● **AIM OF THE TASK**
Arrange the entries, starting at the line containing "as [21, 75]." and ending at the end of the entries, as a two-column CSV with the headers instruction and points. Give one row per entry, with its text under instruction and its answer under points, each in a single quoted field with line breaks turned into spaces.

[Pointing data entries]
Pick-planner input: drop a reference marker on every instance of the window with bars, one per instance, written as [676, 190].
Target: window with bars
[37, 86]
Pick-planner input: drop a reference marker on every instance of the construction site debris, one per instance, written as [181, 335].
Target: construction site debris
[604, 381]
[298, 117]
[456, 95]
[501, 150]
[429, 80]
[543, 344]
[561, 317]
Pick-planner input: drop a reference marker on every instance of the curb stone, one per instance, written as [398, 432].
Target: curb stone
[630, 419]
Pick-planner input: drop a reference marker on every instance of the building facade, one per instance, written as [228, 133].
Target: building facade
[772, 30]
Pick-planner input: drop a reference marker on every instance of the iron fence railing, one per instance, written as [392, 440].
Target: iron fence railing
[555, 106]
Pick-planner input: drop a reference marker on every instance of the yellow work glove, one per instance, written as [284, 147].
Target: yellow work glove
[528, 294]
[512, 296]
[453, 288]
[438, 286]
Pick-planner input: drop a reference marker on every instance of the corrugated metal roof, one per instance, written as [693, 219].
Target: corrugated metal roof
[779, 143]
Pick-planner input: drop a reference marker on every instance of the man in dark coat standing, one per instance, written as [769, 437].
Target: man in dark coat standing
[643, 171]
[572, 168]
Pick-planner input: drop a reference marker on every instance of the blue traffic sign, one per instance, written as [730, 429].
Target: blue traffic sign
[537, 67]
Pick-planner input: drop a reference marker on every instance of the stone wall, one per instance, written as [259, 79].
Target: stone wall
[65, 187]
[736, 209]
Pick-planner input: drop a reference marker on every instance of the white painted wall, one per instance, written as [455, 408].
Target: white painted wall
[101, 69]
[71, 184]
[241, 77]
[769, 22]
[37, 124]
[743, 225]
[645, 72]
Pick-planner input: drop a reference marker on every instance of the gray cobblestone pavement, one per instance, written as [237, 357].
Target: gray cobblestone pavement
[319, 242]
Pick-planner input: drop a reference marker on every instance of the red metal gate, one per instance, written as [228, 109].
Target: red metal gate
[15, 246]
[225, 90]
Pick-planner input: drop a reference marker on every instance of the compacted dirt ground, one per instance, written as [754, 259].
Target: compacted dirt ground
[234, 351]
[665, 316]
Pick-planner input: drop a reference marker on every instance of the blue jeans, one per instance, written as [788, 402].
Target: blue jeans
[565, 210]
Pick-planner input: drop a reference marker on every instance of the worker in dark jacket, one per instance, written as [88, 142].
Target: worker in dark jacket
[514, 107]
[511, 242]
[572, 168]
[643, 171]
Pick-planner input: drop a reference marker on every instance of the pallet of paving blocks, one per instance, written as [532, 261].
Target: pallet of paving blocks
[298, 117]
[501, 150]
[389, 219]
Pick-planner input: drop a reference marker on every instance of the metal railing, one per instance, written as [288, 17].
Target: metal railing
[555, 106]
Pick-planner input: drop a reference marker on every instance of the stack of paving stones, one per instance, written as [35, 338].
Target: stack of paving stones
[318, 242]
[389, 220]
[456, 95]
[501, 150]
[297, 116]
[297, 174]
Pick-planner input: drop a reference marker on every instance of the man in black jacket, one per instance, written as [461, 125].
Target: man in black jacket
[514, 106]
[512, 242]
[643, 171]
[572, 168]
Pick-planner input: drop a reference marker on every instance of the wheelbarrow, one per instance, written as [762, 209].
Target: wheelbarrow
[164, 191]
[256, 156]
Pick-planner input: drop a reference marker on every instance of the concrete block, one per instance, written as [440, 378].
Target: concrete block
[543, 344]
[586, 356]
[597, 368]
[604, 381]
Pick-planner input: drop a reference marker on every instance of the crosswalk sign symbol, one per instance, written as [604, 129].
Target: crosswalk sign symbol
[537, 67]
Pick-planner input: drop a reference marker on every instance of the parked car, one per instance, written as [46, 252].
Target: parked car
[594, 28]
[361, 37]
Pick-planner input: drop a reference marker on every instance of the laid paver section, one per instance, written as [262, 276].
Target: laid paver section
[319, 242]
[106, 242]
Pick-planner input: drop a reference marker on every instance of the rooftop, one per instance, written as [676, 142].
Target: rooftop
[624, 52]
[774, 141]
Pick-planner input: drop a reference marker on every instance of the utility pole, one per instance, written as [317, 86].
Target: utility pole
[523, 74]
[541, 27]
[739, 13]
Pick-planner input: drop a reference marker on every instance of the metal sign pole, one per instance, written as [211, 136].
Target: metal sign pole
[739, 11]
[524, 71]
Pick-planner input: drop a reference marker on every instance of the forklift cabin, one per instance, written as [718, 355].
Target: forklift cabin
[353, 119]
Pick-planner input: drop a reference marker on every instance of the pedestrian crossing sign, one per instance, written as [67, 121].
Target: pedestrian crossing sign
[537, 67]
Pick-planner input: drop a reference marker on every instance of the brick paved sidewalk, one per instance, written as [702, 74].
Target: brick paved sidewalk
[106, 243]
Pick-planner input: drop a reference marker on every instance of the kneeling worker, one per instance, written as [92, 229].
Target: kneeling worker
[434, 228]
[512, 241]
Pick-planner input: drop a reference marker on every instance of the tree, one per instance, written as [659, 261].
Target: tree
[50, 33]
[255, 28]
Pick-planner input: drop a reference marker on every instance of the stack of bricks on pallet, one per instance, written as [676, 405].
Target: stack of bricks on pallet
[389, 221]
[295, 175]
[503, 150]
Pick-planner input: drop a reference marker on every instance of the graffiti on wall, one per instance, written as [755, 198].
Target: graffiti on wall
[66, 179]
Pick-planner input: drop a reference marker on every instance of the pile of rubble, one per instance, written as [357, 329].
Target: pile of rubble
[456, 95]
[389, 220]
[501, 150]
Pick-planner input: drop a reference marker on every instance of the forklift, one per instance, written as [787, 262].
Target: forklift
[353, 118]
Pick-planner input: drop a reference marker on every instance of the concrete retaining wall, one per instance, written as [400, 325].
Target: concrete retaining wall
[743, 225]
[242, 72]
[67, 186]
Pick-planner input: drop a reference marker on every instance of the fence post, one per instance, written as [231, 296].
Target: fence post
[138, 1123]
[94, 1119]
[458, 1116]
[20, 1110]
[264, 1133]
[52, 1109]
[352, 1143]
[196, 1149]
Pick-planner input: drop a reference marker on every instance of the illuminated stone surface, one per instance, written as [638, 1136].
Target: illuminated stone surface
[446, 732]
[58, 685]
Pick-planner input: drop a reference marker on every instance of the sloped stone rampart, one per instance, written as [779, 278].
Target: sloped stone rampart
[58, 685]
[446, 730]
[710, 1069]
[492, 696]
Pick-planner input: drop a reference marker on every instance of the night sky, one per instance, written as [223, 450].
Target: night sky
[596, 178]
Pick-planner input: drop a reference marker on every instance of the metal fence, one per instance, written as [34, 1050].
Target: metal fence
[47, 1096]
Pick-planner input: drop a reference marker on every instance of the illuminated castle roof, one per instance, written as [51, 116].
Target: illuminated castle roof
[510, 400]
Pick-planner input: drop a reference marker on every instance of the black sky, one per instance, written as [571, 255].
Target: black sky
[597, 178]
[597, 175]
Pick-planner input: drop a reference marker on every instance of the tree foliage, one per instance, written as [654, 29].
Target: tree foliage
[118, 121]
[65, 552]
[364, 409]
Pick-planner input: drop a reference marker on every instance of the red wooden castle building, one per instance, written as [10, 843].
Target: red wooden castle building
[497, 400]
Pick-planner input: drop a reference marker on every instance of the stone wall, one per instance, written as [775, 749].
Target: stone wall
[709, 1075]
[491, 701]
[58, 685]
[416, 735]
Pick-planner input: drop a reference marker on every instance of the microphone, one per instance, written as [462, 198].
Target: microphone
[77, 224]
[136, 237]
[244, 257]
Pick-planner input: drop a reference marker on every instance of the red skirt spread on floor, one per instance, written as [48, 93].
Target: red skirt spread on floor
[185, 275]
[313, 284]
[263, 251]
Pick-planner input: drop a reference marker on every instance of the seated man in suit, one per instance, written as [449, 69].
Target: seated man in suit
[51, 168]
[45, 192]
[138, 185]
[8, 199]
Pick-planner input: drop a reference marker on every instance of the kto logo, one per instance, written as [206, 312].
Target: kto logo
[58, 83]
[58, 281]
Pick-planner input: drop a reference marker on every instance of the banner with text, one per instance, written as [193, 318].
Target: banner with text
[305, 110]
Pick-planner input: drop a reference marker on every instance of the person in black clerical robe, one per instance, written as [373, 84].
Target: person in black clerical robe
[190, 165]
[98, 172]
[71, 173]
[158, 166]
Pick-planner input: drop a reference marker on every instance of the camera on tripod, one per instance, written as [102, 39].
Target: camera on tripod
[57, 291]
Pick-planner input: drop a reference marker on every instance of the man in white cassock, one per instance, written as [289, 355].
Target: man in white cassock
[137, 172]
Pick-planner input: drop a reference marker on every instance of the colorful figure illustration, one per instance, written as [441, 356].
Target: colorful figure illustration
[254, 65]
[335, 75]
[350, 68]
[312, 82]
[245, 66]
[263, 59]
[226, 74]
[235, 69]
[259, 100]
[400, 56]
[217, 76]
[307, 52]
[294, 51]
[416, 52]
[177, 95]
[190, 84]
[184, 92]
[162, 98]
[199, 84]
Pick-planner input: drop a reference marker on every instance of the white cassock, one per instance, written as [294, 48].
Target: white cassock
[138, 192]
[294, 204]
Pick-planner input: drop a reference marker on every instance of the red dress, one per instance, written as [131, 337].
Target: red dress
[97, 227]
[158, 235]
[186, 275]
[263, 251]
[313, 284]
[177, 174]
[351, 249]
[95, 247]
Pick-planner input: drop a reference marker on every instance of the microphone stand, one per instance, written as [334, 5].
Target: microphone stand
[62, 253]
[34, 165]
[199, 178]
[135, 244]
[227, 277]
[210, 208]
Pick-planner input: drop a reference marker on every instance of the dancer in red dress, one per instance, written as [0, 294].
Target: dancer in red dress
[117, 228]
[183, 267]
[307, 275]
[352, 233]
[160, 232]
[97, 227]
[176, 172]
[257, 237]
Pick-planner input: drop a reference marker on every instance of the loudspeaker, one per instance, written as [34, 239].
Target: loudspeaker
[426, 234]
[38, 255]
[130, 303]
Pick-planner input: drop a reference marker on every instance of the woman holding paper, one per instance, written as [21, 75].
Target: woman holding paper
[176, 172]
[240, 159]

● **SOLUTION TO THIS EXERCISE**
instruction,points
"Pick-planner input: drop a reference marker on every instance of the woman holding paper, one per instance, written as [21, 75]. Target: woman holding paper","[176, 172] [240, 159]"